Extrait choisi:

+-------+

Importance des classifications dans la vie quotidienne et dans l’activité scientifique

Le terme « végétal » est l’objet de références quotidiennes que l’on évoque à l’occasion de discussions diverses sur l’agriculture, les marées vertes bretonnes, ou encore lors d’une promenade en forêt ou durant le jardinage dominical… Ce concept quotidien est fortement imprégné du sens commun, faisant des végétaux des organismes verts et immobiles. Sur le plan scientifique, le développement de la biologie a engendré une diversité de questions et a rendu le concept de végétal fortement polysémique. Selon les disciplines biologiques, le terme « végétal » renvoie à une multiplicité de concepts, c’est-à-dire de constructions humaines répondant à des problèmes différents. Ainsi, le concept de végétal n’a pas la même signification selon le positionnement que l’on adopte : le point de vue de la systématique, interrogeant les liens de parenté au sein du vivant (phylogénie), le point de vue fonctionnel (biochimie, physiologie, écologie) ou encore le point de vue structural (biologie cellulaire, anatomie). Il ne réfère pas aux mêmes espèces.

+-------+

Données de pointage de régions:
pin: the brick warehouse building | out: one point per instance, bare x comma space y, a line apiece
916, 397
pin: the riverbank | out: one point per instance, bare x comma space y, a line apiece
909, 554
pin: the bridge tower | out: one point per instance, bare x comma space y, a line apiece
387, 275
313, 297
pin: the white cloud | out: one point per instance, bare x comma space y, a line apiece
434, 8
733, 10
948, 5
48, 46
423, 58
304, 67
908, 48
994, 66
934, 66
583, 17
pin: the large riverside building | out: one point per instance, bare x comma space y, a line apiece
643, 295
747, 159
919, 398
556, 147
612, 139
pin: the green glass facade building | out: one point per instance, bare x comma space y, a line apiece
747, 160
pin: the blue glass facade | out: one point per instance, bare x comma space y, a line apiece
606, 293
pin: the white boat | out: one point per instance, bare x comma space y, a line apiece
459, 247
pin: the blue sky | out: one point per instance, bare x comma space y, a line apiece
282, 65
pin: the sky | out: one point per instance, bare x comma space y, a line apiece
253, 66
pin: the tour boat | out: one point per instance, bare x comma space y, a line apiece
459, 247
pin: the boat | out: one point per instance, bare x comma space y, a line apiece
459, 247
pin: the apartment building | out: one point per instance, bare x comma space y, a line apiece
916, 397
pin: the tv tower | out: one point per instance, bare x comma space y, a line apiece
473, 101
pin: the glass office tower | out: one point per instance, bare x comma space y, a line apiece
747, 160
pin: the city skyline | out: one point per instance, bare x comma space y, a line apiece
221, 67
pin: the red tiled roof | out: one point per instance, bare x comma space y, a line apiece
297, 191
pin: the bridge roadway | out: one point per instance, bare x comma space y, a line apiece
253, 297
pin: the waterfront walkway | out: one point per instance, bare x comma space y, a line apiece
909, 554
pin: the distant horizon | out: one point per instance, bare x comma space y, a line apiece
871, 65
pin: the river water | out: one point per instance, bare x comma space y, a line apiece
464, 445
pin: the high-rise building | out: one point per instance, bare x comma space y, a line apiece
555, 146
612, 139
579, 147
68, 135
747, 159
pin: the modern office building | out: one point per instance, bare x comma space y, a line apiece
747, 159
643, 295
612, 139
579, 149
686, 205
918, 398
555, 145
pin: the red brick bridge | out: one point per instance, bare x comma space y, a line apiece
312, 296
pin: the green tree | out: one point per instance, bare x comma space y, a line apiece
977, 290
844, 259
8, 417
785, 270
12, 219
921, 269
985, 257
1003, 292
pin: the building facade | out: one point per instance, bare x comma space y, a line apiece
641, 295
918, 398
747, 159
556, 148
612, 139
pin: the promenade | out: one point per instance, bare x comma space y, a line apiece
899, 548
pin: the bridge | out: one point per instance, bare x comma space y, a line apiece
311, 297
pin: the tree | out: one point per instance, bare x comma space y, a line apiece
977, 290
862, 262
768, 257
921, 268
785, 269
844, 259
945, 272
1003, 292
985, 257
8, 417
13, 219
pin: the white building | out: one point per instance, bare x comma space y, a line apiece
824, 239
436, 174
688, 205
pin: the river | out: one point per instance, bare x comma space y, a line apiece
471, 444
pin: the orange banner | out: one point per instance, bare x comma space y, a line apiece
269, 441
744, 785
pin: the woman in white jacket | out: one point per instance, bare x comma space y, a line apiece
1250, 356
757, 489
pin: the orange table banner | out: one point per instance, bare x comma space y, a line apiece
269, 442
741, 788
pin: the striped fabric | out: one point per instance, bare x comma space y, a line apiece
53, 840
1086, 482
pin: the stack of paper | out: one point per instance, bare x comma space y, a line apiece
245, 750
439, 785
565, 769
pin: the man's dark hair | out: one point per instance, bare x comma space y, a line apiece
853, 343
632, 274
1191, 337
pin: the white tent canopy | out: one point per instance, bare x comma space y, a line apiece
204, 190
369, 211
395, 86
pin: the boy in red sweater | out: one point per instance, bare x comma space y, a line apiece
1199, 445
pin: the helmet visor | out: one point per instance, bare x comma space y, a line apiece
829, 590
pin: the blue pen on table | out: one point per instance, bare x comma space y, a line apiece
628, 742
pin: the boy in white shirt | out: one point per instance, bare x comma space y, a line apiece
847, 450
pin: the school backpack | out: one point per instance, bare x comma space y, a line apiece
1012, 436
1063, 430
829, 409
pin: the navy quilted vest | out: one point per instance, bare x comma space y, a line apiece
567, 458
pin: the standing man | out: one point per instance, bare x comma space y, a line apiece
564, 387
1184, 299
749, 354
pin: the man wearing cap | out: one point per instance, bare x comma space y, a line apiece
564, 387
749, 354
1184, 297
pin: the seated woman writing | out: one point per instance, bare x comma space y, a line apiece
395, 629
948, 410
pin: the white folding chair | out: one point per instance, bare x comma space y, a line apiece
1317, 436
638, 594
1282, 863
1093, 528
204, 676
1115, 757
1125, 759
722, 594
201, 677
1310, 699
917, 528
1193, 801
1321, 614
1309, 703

+-------+

Explorer le texte:
1. Répondez à ces questions sur le passage consacré au concept de végétal :
(a) Quelles deux caractéristiques le sens commun prête-t-il aux végétaux ?
(b) Quel point de vue interroge les liens de parenté au sein du vivant ?
(c) Quelles disciplines sont rattachées au point de vue structural ?
2. Rédigez la suite du passage sur le concept de végétal en partant de sa dernière phrase.

Réponses attendues:
1.
(a) Le sens commun en fait des organismes verts et immobiles.
(b) C'est le point de vue de la systématique (phylogénie).
(c) La biologie cellulaire et l'anatomie.

2.
Importance des classifications dans la vie quotidienne et dans l’activité scientifique

Classer est une activité quotidienne permettant de faire face à la colossale diversité d’objets et de processus (Mayr & Bock, 2002; Reydon, 2013). Pour mettre en ordre cette diversité, nous classons par exemple les ouvrages dans une bibliothèque, les produits au supermarché ou encore les différents types d’activité tellurique : tremblement de terre, éruption volcanique, inondation, glissement de terrain, etc. Les classifications sont donc ubiquistes dans notre vie quotidienne parce qu’elles permettent d’appréhender et d’embrasser une diversité d’objet auxquels elles donnent une cohérence synthétique.

L’activité classificatoire est également au cœur de l’activité scientifique. Pour l’historien Alistair C. Crombie (1994), la classification (ou mise en ordre taxinomique ) constitue l’un des six styles fondamentaux de la pensée scientifique de la science occidentale (Gayon, 2001; Hacking, 1992; Henderson, MacPherson, Osborne, & Wild, 2015). Le philosophe David Hull (1986, p. 163) considère que «la classification est l’un des aspects les plus fondamentaux de la science. Aucun scientifique n’y échappe : ou bien il doit établir une classification dans le domaine qu’il étudie, ou bien il utilise une classification élaborée par un autre. C’est bien parce qu’elle est fondamentale pour la science que la classification ne cesse de prêter à controverse ».

Henri Poincaré va jusqu’à considérer que la science elle-même est une classification, au sens d’un système de mise en relations, « une façon de rapprocher des faits que les apparences séparaient, bien qu’ils fussent liés par quelque parenté naturelle et cachée » (Poincaré, 1905, p. 265).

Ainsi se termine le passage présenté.